─── 所给数据 ───
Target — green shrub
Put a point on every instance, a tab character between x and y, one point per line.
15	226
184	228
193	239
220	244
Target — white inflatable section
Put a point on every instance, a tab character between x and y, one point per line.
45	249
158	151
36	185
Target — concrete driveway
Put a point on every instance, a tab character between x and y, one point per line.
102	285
───
- 任务说明:
请将上述全部数据重新写出，把其中的“Target”改为“Label”，其余内容一律保持不变。

- 参考解答:
Label — green shrub
Put a point on every instance, a tab character between x and y, one point per line.
15	226
184	228
193	239
220	244
Label — white inflatable section
Put a point on every instance, a tab character between x and y, one point per line.
45	249
158	151
36	185
Label — concrete driveway
Put a point on every instance, a tab character between x and y, one point per line.
102	285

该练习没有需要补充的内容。